WHAT NEEDS TO BE DONE - Reproduce every line of the data below verbatim, keeping the original order and wording.

SUPPLIED RECORDS -
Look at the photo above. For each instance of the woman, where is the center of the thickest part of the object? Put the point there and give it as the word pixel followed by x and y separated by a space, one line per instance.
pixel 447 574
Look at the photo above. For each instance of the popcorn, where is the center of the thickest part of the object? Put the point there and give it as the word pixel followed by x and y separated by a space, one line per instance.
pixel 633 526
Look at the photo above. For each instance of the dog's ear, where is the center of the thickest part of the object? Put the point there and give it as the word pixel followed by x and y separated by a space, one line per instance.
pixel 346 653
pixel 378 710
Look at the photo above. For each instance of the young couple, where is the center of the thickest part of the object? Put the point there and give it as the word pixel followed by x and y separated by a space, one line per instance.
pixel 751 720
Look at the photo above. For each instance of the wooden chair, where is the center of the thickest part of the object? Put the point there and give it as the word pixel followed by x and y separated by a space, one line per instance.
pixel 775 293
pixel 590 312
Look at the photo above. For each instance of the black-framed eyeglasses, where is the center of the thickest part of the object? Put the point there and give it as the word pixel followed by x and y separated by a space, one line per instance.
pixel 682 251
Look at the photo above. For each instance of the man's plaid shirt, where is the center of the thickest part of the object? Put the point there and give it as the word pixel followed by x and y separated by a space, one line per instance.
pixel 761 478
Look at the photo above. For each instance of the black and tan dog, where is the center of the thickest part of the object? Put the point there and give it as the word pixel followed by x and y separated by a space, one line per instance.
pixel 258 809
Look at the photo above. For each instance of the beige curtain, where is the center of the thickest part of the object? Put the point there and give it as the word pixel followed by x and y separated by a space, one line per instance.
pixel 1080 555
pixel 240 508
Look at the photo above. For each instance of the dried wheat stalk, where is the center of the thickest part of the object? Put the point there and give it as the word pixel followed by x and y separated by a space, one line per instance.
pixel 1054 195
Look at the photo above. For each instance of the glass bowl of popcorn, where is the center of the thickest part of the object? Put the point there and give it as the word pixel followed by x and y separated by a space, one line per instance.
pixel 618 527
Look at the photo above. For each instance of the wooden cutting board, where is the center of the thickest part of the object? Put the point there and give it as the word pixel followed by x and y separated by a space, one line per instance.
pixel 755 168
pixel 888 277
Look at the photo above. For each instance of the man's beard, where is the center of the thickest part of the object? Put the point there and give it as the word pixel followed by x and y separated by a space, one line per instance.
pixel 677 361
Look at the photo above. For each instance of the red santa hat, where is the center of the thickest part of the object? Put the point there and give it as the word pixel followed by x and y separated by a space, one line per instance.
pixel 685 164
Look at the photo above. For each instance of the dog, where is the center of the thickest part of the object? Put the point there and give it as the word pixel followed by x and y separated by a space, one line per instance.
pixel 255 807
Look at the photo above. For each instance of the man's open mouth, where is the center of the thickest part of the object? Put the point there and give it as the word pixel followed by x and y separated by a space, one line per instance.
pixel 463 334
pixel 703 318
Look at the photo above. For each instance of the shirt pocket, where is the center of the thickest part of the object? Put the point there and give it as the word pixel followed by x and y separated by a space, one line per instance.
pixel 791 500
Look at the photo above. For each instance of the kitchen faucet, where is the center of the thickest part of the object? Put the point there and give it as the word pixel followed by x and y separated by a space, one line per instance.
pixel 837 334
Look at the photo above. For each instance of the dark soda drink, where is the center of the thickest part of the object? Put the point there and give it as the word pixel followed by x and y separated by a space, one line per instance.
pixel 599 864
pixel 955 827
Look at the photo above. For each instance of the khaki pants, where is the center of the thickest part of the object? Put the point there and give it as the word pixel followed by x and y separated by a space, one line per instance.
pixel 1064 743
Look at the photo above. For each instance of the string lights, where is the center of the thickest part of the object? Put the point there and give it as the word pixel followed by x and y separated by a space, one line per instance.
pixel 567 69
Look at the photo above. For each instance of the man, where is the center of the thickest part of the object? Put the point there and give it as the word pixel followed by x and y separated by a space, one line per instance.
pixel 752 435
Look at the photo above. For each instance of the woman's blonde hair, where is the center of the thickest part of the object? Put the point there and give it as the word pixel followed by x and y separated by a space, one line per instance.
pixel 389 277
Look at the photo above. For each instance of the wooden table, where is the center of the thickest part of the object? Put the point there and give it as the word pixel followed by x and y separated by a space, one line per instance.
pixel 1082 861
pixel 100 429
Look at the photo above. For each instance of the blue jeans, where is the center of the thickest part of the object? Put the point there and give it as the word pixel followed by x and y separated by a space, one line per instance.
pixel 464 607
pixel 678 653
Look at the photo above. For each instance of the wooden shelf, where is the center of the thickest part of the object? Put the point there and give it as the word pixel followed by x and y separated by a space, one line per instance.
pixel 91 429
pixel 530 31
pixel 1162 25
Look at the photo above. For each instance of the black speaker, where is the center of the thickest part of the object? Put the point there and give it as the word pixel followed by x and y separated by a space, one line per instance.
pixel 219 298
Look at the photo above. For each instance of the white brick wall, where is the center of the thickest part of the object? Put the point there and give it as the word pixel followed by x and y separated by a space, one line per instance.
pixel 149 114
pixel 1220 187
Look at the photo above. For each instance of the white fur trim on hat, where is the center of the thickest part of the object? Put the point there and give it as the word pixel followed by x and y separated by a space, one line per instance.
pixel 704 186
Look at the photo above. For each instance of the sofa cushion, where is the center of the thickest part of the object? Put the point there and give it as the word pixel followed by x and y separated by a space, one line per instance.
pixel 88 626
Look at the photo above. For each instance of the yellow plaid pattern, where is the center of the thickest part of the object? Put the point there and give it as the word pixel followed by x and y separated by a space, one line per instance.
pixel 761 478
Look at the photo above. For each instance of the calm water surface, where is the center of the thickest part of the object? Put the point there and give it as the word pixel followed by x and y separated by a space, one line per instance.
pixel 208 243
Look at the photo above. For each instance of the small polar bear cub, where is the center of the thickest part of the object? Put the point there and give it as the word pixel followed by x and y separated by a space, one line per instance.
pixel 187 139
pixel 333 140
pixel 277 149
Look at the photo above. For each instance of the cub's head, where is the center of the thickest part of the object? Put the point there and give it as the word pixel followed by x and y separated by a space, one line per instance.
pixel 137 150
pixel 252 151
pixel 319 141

WRITTEN RESPONSE -
Look at the photo above. For each instance of the woman, where is the center of the thickest part of the object? Put the point there and give it as the word pixel followed by x and y separated by a space, one line per instance.
pixel 447 574
Look at the photo above. For each instance of the popcorn, where is the center of the thickest part of the object? Put the point there and give it as the word pixel followed by x and y separated by a space, one line per instance.
pixel 633 526
Look at the photo above. For each instance of the dog's ear, where is the center of the thickest part of the object? Put the point there and give it as the word pixel followed by x and y separated by a space, one line per instance.
pixel 346 653
pixel 378 710
Look at the photo above. For each instance of the young couple, where is the center of the thickest part of the object? Put the point there and give it as the word pixel followed by x and y separated by a space, one line per instance.
pixel 751 720
Look at the photo above. For each instance of the wooden chair, where is the center of the thickest part of the object? Put the point there and give it as the word pixel followed by x and y separated by a space, one line per instance.
pixel 775 293
pixel 590 312
Look at the photo above. For each instance of the black-framed eyeglasses, where is the center of the thickest part of the object? Put the point there and give it as the word pixel followed by x and y separated by a space, one line per instance.
pixel 682 251
Look at the photo above. For each instance of the man's plaid shirt, where is the center of the thickest part of the object? Put the point there and give it as the word pixel followed by x and y separated by a space, one line per instance.
pixel 761 478
Look at the photo above. For each instance of the black and tan dog, where is the center of the thickest part of the object? Put the point there and give it as the word pixel followed by x and y separated by a space, one line per instance.
pixel 258 809
Look at the photo above. For each instance of the beige curtain, where is the center of the thickest part of the object? Put the point there and give it as the word pixel followed by x and y separated by a space, one line per instance.
pixel 1080 555
pixel 240 508
Look at the photo above. For each instance of the dried wheat stalk, where is the center of the thickest part of the object? Put the point there and give it as the word pixel followed by x and y separated by a space, one line per instance.
pixel 1054 195
Look at the photo above. For each instance of the glass bowl of popcorn, where is the center of the thickest part of the object? Put the point there and give it as the word pixel followed by x and y separated by a space, one line per instance.
pixel 618 527
Look at the photo above. For each instance of the wooden cutting board, where is the center of the thickest part of the object? Put the point there and give it as the word pixel followed by x and y separated by a space, one line per instance.
pixel 755 168
pixel 888 277
Look at the photo above. For each instance of the man's beard, where is the center of the thickest part of the object? Put the point there and give it as the word pixel followed by x and y separated by a space, one line per instance.
pixel 677 361
Look at the photo above. For each instance of the red santa hat, where is the center of the thickest part of the object? Put the point there and give it as the word pixel followed by x and y separated by a space, one line per instance.
pixel 685 164
Look at the photo above. For each instance of the dog, where is the center of the thickest part of the object? Put the point there and give it as the word pixel followed by x and y separated by a space, one line per instance.
pixel 255 807
Look at the photo above. For each instance of the man's open mouth, where is the center of the thickest part of the object? Put the point there and give it as the word pixel followed by x and y separated by a space, one line per instance.
pixel 463 334
pixel 703 318
Look at the photo above. For each instance of the shirt pocket, where is the center of the thickest part of the object? Put the point there and give it as the word pixel followed by x and y separated by a space, one line per instance.
pixel 791 500
Look at the photo above. For each instance of the kitchen faucet, where is the center of the thickest part of the object? Put the point there and give it as the word pixel followed by x and y separated by a space, one line per instance.
pixel 837 334
Look at the photo above. For each instance of the dark soda drink, where is the center of the thickest part of the object? Put the point there and give it as the word pixel followed by x and y separated by a space, one line per instance.
pixel 599 864
pixel 955 827
Look at the photo above. For each instance of the khaki pants, where is the center of the thickest part of the object? Put the point there and give it as the word pixel followed by x and y separated by a space, one line per instance.
pixel 1064 743
Look at the photo above. For each instance of the string lights, where is the center of the thickest part of the object? Put the point there and give it as the word pixel followed by x and y separated by a space, one line per instance.
pixel 567 69
Look at the photo above. For each instance of the man, where is the center of the thickest part of the object? Put the point there and give it as the word pixel followed by x and y separated by a space, one line per instance.
pixel 752 435
Look at the photo above. For each instance of the woman's blonde hair, where is the center of the thickest part of the object? Put the point there and give it as the word pixel followed by x and y separated by a space, one line per instance.
pixel 389 277
Look at the photo above. For each instance of the wooden table, where is the center of the thickest part of the object? Put the point there and give it as the word pixel followed by x and y separated by a space, one line per instance.
pixel 1082 861
pixel 100 429
Look at the photo above. For each instance of the blue jeans, where is the center of the thickest part of the object? Put the point there and give it as the word pixel followed by x and y separated by a space, one line per instance.
pixel 464 607
pixel 678 653
Look at the photo above. For each instance of the wooden shelf, where is the center of the thickest part of the object? Put the point there and give it as the word pixel followed by x and y separated by a space, one line per instance.
pixel 91 429
pixel 530 31
pixel 1162 25
Look at the photo above. For each instance of the black speaker, where is the center of the thickest part of the object? Put the point there and give it as the word pixel followed by x and y separated by a space, one line per instance.
pixel 219 298
Look at the photo above. For each instance of the white brick wall, where is the center of the thickest part of the object? Put the point there and give it as the word pixel followed by x and y separated by a space, one line per instance.
pixel 149 114
pixel 1220 187
Look at the photo above. For each instance of the white fur trim on hat, where is the center of the thickest part of the object? Put the point there and give it as the word pixel followed by x and y separated by a space, one line per instance.
pixel 704 186
Look at the photo above. For each instance of the sofa cushion, where is the center of the thickest part of the object? Put the point there and give it as the word pixel followed by x and y separated by a space, one line per instance.
pixel 88 626
Look at the photo above. For each instance of the yellow plaid pattern, where is the center of the thickest part of the object? Put the point there and give it as the word pixel followed by x and y separated by a space, one line per instance.
pixel 761 478
Look at the photo above. For each instance of the calm water surface, where is the center of the thickest part of the object? Put the point there and give it as the word pixel followed by x and y separated by a space, one line per instance.
pixel 208 243
Look at the photo above. For each instance of the small polar bear cub, where is the center of the thickest part of the object? Put the point there and give it as the word pixel followed by x and y separated by a space, one line per instance.
pixel 187 139
pixel 333 140
pixel 277 149
Look at the photo above. For each instance of the cub's head, where is the center of the thickest part of the object? Put the point there and give it as the word pixel followed by x and y separated by a space, one line per instance.
pixel 137 150
pixel 252 151
pixel 319 141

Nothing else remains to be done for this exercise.